These decreases were partially offset by:
$321 million increase primarily as a result of increased sales volume from growth projects in the DJ Basin and increased volumes in the South and Permian regions; and
$146 million increase as a result of commodity derivative activity attributable to an increase in realized cash settlement gains of $123 million and a decrease in unrealized commodity derivative losses of $23 million due to movements in forward prices of commodities in 2019.
Purchases and Related Costs — Purchases and related costs decreased $923 million in 2019 compared to 2018, for the reasons discussed above.
Operating and Maintenance Expense — Operating and maintenance expense increased in 2019 compared to 2018 primarily as a result of increased base operating costs driven by new compressor leases and reliability improvements, and planned spending associated with volume growth.
Depreciation and Amortization Expense — Depreciation and amortization expense increased in 2019 compared to 2018 due to growth projects related to our DJ Basin system and accelerated depreciation on certain property, plant and equipment in the Midcontinent region.

□ □ □

• [Job 1]:
Repeat the portion of the operating results excerpt that begins at the words "Operating and Maintenance Expense —" and ends after "the Midcontinent region.".
• [Job 2]:
According to the operating results excerpt, by how much did purchases and related costs decrease in 2019 compared to 2018?
• [Job 3]:
Pick up the operating results excerpt from the point where it stops and continue it.

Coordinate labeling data
□ □ □

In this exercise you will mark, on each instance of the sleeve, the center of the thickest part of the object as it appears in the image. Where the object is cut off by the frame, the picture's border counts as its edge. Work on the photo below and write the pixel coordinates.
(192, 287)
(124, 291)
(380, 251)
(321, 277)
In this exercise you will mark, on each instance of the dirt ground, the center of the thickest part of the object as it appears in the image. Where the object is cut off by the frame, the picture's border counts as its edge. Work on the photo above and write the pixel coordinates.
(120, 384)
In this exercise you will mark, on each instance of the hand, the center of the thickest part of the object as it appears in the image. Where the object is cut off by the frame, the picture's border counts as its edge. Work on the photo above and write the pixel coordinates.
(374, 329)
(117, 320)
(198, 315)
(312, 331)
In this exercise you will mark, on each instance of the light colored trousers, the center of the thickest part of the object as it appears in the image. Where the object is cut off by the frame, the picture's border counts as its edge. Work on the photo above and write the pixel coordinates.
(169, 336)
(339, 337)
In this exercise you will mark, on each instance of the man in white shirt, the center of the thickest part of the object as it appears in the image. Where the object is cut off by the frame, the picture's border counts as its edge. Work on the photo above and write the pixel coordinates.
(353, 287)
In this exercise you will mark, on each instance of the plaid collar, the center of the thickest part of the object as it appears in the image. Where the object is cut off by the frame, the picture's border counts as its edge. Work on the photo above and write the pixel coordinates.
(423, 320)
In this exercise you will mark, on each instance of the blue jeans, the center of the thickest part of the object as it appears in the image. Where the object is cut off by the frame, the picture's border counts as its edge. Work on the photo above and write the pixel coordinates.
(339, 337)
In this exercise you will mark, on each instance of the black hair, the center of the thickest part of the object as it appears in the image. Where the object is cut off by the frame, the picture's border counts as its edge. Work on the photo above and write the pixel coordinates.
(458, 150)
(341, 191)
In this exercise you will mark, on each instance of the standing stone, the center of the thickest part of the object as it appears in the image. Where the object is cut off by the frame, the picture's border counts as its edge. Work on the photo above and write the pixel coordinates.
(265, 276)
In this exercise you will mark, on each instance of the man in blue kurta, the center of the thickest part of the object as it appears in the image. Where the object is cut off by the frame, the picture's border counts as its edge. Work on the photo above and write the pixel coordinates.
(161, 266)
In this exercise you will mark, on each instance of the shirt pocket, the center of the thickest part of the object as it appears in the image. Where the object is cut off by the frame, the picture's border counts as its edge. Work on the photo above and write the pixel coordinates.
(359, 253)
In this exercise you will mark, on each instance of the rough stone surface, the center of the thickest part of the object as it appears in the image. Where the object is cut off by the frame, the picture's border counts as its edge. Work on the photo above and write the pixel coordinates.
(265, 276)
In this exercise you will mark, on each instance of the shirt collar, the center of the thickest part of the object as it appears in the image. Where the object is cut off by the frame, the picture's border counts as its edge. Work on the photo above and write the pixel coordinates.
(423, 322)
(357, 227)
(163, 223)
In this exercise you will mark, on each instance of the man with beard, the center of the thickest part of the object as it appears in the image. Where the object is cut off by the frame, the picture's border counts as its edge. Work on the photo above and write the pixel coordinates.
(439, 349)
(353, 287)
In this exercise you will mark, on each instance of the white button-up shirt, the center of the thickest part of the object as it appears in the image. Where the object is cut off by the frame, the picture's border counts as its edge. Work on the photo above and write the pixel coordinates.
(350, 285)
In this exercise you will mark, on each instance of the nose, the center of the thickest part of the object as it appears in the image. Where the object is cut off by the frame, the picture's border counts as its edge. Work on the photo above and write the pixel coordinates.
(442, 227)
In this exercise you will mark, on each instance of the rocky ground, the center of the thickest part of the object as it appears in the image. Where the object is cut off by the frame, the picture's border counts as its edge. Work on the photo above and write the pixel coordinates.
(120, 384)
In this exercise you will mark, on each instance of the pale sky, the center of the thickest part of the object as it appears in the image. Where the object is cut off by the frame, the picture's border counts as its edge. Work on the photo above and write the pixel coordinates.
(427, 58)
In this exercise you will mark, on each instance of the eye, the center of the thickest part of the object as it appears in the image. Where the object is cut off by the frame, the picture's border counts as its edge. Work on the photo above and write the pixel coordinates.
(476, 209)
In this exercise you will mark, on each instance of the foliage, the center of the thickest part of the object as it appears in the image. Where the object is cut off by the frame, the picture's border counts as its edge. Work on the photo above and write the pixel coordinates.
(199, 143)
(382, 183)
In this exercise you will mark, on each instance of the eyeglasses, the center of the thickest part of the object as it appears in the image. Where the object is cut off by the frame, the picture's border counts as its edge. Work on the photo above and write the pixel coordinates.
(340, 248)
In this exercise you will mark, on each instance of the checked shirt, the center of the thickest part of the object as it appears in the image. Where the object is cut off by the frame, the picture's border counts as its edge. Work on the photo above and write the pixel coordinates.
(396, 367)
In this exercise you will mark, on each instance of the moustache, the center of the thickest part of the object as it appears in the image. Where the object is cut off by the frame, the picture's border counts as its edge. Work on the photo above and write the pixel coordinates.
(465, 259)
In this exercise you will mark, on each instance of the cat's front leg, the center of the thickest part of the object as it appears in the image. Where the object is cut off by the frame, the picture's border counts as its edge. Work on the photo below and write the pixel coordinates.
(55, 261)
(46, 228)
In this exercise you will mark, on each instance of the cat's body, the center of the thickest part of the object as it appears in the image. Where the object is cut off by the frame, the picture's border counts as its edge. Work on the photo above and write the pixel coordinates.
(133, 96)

□ □ □

• [Exercise response 1]:
Operating and Maintenance Expense — Operating and maintenance expense increased in 2019 compared to 2018 primarily as a result of increased base operating costs driven by new compressor leases and reliability improvements, and planned spending associated with volume growth.
Depreciation and Amortization Expense — Depreciation and amortization expense increased in 2019 compared to 2018 due to growth projects related to our DJ Basin system and accelerated depreciation on certain property, plant and equipment in the Midcontinent region.

• [Exercise response 2]:
$923 million

• [Exercise response 3]:
General and Administrative Expense — General and administrative expense increased in 2019 compared to 2018 primarily as a result of insurance credit in 2018.
Asset Impairments — Asset impairments in 2019 relate to property, plant and equipment in the Midcontinent and Permian regions.
Loss on Sale of Assets, net — The loss on sale of assets in 2019 represents the sale of non-core assets in the South region.
Segment Gross Margin — Segment gross margin decreased $28 million in 2019 compared to 2018, primarily as a result of the following:
$190 million decrease as a result of lower commodity prices.
This decrease was partially offset by:
$146 million increase as a result of commodity derivative activity as discussed above; and
$16 million increase primarily as a result of increased volume from growth projects in the DJ Basin and increased volumes in the Permian and South regions, partially offset by lower volumes and margins in the Midcontinent region.
Total Wellhead — Natural gas wellhead increased in 2019 compared to 2018 reflecting higher volumes in the North, South and Permian regions, partially offset by lower volumes in the Midcontinent region.
NGL Gross Production — NGL gross production increased in 2019 compared to 2018 primarily as a result of growth projects in the DJ Basin and higher volumes in the Permian region, partially offset by ethane rejection across several regions.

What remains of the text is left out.